Unemployment claims fall again as Montana ends more closures
BILLINGS, Mont. (AP) — New unemployment claim numbers have continued to drop in Montana as more coronavirus restrictions are eased, according to government data, but uncertainty still looms over large sectors of the economy as summer tourism season approaches.
Many retail stores, restaurants and other businesses have re-opened in the state over the past two weeks, although with capacity limits and other rules meant to curb viral transmissions. The next wave of re-openings comes Friday, when movie theaters, museums and gyms can resume business under restrictions for the first time since Gov. Steve Bullock ordered them shuttered March 20 to stem the spread of the virus.
Its unknown when other restrictions such as a two-week quarantine for travelers from out of state will be lifted. That has huge implications for the tourism industry with those visitors contributing roughly $3.7 billion to the state’s economy in 2018, the most recent year available, according to University of Montana researchers.
When the remaining restrictions will go away depends in part on testing for the virus that’s planned in coming weeks for residents of vulnerable communities including nursing homes, long-term assisted living facilities and American Indian reservations, said Marissa Perry, a spokesperson for Bullock.
Last week marked the second week in a row with lower unemployment claim numbers, after new applications for benefits had exploded beginning in late March and lasting through April.

[EXTRACTED DATA]:

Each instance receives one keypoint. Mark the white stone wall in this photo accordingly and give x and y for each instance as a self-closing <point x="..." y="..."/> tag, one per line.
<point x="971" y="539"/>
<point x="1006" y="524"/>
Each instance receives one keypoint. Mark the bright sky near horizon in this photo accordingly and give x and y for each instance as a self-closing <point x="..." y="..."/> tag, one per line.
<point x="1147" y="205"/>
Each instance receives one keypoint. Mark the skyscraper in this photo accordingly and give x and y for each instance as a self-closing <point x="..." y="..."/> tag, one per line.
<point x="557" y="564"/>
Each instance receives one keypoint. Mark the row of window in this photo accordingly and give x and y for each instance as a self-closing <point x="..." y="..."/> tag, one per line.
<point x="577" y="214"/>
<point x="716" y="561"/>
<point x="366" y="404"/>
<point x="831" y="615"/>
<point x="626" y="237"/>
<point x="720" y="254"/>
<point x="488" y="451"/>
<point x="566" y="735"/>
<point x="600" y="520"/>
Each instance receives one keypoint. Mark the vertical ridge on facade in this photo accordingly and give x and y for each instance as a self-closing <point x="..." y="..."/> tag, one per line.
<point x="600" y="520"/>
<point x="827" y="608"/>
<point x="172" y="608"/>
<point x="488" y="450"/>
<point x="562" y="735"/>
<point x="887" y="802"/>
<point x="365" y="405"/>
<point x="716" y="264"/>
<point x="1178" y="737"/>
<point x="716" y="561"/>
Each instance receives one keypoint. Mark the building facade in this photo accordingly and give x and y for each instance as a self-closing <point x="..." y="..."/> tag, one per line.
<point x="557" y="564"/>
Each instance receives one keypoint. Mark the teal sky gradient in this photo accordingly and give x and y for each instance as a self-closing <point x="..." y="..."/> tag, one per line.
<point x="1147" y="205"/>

[INSTRUCTIONS]:
1. The Montana unemployment article names several kinds of vulnerable communities where virus testing is planned. List each one.
2. Proceed with the Montana unemployment article, starting after its final sentence.

[ANSWERS TO THE PROBLEMS]:
1.
- Nursing homes
- Long-term assisted living facilities
- American Indian reservations

2.
Montana processed 3,443 new unemployment claims for the week ending May 9, according to federal data. That’s down 25% from the previous week. Still, it was almost 500% higher than the same period in 2019.
It brings total claims to just over 104,000 since officials shut down much of the economy and Bullock issued a stay-at-home order for residents in late March. About one in four of jobless claims in that period came from the sector of the economy that includes tourism and restaurants.
The U.S. House on Friday is poised to take up a $3 trillion coronavirus relief bill from Democrats that includes an extension through January of 2021 of a $600 a week supplemental payment for the unemployed. It’s currently due to expire at the end of July.
Montana’s sole House member, U.S. Rep. Greg Gianforte, said Thursday that the bill is opposed by Republicans and would be dead on arrival in the Senate. Gianforte said the supplemental payment helped people who were suddenly out of work, but extending it would encourage people to not return to work, since in some cases they could see their income drop with the loss of the extra $600.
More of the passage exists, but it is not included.